Return every line of the data below word for word, including the punctuation.

* * *

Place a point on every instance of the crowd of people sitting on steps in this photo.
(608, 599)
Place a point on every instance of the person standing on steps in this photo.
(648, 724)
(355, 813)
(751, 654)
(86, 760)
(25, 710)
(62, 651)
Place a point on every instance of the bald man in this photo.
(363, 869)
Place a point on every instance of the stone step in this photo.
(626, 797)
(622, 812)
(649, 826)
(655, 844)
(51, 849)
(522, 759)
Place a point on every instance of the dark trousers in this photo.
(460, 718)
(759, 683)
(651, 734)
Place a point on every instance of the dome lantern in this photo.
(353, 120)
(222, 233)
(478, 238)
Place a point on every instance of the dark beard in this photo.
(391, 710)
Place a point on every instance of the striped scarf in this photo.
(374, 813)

* * *

◆ RESPONSE TO THIS TASK
Place a point on every instance of the crowd of people sitting on steps in this photo.
(608, 599)
Place a point on every instance of the person standing on steps in this photo.
(648, 724)
(355, 813)
(751, 654)
(86, 760)
(25, 710)
(62, 651)
Place a point on every instance of the bald man in this photo.
(363, 869)
Place a point on every instance of the stone step in this photo.
(626, 797)
(622, 812)
(649, 826)
(655, 844)
(51, 849)
(522, 759)
Place a point on every instance of the dark trousers in this photo.
(460, 718)
(759, 683)
(651, 734)
Place a point on every instance of the dome lantern in this photo.
(353, 120)
(222, 233)
(478, 238)
Place a point on every instance of the dark beard in this photo.
(391, 710)
Place a point on every instance of the striped scarf in this photo.
(374, 813)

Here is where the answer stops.